→ **DIRECTIONS**
Change every "Practice step" to "Drill step" in the rows below, from the line with "Practice step: identify the grass" through the end of the rows. Return only those lines, with everything else left as is.

(Excerpts of location labeling rows)

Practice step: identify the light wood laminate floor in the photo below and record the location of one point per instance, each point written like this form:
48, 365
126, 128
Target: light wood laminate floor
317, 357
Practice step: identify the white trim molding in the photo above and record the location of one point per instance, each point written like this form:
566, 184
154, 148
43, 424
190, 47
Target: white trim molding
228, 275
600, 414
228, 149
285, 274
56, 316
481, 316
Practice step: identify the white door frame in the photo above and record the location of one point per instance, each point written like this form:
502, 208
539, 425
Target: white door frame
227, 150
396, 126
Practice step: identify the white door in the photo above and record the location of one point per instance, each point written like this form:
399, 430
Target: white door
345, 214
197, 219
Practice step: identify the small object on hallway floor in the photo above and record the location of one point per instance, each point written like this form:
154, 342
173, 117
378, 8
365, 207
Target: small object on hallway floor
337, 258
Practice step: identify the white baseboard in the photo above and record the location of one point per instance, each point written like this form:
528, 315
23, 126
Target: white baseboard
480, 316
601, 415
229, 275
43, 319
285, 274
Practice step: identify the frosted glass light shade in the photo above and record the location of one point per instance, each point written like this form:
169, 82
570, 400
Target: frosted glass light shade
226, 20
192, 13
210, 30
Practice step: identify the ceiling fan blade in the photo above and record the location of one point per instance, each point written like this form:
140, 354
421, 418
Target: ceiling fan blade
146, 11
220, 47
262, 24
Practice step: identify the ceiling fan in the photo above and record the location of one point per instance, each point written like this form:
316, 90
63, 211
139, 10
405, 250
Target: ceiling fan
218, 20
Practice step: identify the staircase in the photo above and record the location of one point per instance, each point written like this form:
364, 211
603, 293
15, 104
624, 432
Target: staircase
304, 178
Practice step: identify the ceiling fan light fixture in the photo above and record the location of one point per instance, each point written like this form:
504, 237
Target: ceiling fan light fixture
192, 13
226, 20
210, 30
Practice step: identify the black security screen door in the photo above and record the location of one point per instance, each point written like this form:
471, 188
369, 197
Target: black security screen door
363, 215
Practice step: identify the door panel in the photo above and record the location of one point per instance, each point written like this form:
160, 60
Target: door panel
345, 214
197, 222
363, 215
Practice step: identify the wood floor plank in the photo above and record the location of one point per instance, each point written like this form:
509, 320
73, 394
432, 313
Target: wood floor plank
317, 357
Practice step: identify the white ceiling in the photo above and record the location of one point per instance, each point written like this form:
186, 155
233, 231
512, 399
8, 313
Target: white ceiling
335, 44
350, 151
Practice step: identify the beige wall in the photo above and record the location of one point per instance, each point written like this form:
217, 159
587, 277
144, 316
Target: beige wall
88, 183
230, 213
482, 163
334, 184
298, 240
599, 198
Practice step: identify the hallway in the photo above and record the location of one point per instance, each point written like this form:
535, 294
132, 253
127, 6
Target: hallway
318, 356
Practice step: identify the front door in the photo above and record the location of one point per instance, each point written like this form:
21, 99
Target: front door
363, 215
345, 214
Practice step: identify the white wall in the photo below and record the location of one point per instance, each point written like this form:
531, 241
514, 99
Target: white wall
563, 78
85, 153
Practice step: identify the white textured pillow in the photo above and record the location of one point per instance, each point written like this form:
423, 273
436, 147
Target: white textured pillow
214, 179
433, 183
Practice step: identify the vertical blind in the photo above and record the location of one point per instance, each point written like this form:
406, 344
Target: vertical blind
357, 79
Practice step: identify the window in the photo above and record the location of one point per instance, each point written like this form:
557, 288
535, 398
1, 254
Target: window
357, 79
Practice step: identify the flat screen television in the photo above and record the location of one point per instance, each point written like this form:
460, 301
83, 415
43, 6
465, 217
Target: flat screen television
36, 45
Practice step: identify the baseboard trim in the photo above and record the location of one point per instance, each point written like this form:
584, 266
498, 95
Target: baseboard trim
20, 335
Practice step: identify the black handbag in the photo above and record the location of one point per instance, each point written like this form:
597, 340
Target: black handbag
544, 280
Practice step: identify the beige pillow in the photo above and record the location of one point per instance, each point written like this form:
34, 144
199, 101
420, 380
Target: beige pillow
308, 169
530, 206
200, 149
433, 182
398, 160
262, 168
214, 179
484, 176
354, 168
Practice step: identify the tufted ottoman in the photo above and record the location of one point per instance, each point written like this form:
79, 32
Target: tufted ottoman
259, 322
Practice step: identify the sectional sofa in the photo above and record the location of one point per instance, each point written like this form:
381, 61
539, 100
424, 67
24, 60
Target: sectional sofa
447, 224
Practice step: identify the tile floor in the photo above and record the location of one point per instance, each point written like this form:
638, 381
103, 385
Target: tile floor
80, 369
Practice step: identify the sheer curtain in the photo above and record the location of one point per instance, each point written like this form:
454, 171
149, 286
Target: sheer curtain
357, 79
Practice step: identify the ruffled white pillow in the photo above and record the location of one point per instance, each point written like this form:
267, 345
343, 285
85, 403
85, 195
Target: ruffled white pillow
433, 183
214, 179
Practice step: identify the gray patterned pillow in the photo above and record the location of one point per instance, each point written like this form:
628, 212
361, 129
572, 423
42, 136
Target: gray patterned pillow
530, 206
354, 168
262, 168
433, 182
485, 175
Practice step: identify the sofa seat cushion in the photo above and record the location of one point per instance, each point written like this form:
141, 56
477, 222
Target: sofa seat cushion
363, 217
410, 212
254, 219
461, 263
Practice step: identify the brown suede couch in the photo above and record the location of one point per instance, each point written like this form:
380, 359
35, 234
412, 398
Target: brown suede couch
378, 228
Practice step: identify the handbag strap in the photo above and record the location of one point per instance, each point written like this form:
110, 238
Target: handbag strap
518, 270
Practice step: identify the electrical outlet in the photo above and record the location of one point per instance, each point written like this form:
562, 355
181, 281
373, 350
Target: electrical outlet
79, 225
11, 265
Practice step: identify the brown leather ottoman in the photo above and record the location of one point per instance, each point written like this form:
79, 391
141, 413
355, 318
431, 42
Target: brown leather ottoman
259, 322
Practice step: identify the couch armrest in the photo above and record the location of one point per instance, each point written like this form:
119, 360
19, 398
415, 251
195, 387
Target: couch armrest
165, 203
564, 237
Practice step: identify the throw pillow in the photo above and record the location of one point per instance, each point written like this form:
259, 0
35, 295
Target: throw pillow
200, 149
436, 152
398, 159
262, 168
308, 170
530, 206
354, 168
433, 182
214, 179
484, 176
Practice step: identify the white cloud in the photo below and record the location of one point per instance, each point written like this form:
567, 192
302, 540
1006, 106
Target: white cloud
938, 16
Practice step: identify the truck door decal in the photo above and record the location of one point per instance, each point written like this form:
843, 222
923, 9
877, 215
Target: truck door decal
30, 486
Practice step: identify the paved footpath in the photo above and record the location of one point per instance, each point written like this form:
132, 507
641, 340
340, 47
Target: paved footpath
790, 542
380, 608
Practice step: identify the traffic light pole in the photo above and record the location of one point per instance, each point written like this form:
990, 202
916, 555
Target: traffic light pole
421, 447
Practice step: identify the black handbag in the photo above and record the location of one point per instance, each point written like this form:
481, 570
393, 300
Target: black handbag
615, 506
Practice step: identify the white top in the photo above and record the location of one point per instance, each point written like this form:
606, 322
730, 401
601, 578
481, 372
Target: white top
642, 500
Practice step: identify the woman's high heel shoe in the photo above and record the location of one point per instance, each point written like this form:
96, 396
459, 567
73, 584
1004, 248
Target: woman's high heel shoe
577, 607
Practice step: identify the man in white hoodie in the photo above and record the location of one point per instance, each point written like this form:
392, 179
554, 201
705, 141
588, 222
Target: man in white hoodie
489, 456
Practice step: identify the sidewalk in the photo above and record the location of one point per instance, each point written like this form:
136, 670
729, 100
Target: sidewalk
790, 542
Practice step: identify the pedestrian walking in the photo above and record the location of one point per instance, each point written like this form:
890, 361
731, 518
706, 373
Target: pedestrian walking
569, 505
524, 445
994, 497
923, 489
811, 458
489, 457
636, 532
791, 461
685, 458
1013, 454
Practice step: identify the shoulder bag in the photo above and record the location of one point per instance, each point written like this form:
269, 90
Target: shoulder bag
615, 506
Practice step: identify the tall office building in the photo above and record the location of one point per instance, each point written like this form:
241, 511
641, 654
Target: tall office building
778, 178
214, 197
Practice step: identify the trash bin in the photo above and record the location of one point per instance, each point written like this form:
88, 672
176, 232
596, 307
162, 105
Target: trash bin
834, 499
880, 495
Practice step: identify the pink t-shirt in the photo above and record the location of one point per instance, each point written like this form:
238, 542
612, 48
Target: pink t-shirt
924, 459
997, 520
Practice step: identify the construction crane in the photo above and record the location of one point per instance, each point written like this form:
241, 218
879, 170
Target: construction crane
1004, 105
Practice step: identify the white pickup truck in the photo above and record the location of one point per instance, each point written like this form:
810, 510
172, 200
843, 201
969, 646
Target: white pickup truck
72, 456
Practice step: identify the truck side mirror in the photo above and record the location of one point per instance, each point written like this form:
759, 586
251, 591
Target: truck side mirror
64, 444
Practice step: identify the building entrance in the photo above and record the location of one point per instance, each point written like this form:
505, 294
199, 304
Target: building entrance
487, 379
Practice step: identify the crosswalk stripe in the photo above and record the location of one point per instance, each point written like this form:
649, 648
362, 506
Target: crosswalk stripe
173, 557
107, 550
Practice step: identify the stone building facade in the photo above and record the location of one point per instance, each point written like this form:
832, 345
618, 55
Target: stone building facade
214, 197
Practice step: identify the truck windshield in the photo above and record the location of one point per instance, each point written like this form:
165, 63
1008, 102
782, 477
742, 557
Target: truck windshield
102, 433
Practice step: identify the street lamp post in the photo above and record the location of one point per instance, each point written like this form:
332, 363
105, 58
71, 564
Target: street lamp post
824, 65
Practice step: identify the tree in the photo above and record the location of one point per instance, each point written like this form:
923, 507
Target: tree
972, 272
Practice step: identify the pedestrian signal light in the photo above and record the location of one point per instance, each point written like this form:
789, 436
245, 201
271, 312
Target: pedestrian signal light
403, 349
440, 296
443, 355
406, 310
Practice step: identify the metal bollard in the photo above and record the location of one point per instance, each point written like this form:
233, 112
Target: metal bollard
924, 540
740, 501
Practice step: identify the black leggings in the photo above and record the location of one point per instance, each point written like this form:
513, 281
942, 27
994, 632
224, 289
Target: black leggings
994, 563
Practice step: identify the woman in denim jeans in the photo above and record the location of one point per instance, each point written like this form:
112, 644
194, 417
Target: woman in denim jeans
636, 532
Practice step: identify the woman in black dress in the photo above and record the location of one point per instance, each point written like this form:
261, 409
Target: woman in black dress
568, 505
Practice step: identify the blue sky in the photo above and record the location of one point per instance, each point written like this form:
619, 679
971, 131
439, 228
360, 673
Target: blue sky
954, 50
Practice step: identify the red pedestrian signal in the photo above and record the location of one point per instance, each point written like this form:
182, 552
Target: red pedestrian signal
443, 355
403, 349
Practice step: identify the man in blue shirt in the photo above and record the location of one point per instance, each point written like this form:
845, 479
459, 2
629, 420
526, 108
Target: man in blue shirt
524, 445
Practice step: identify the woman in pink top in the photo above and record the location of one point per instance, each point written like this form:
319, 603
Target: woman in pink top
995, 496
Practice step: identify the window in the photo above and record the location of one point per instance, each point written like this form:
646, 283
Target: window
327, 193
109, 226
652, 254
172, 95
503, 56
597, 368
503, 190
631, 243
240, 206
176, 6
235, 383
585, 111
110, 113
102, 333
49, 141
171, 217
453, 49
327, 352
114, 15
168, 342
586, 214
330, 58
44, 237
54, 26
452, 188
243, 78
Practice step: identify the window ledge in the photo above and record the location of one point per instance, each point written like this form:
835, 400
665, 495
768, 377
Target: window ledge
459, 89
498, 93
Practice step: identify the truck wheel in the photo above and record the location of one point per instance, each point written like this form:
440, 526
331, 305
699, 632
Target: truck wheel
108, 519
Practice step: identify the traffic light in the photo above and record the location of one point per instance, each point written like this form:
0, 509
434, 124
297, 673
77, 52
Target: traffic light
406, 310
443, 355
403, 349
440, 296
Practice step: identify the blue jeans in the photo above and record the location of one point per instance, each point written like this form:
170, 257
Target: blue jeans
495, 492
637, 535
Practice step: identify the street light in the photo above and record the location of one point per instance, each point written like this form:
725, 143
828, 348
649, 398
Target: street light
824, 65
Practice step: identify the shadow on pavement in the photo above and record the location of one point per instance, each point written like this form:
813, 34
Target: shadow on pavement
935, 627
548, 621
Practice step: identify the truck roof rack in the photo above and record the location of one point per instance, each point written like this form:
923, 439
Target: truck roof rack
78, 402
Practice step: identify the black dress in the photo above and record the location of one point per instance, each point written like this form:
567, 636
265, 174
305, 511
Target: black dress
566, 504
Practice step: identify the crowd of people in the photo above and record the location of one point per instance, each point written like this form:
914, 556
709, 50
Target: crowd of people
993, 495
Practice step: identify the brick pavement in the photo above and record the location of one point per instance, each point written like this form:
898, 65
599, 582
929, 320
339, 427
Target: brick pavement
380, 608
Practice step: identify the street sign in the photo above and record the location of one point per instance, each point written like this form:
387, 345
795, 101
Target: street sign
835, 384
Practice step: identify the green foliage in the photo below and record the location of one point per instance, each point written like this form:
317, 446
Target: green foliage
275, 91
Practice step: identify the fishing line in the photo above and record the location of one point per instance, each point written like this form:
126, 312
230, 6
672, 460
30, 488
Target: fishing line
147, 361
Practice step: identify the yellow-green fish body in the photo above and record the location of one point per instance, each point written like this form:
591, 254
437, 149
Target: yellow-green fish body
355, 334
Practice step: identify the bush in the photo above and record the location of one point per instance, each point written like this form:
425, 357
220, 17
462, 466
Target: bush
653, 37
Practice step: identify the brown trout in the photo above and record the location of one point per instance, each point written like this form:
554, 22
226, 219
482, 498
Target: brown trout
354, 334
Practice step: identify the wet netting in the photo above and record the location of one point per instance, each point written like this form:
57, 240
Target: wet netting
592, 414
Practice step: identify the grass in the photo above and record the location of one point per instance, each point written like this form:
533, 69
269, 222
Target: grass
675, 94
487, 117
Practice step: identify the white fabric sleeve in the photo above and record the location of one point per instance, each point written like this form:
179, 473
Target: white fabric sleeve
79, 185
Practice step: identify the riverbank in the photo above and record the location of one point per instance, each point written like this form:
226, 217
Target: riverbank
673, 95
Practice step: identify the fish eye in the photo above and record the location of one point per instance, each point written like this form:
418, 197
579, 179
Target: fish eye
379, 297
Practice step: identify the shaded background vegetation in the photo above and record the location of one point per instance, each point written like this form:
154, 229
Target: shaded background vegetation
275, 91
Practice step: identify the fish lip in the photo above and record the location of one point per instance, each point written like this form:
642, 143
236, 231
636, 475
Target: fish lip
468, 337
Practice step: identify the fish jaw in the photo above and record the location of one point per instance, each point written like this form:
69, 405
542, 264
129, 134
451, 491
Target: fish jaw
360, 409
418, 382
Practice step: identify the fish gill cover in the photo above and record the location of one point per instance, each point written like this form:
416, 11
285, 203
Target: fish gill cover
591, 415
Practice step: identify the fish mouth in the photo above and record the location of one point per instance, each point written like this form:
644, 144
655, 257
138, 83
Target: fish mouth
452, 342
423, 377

→ **REPLY**
Drill step: identify the grass in the photo above and record the location of one point per instance, each point written like this form:
533, 69
269, 222
Target: grass
675, 94
487, 117
Drill step: identify the white fabric sleeve in the photo above and record the location of one point per instance, each point written like this form:
179, 473
Target: white fabric sleeve
79, 185
Drill step: identify the riverbank in the photo above and record the location of one point per instance, each point written like this form:
226, 217
Target: riverbank
673, 95
Drill step: identify the fish eye in the photo above and record the location of one point per instance, each point written like this form:
418, 197
579, 179
Target: fish eye
379, 297
Drill step: identify the shaded background vegetation in the photo above and record the location of one point per instance, each point written like this form:
154, 229
Target: shaded background vegetation
275, 91
Drill step: identify the fish lip in the photo above and record the location of one point per instance, each point written like this form:
642, 143
236, 231
636, 475
Target: fish lip
468, 337
Drill step: identify the fish jaw in the photo above and record the location of one point per instance, each point written like this form:
69, 405
542, 264
129, 134
451, 491
Target: fish jaw
360, 409
418, 382
Drill step: identify the fish gill cover in the photo above and record the location of one point per instance, each point written like this form:
416, 11
285, 203
Target: fish gill cover
591, 415
Drill step: identify the fish mouth in the photo above and record the location of one point per instance, each point written like this form:
644, 144
655, 257
138, 83
Target: fish mouth
452, 342
423, 377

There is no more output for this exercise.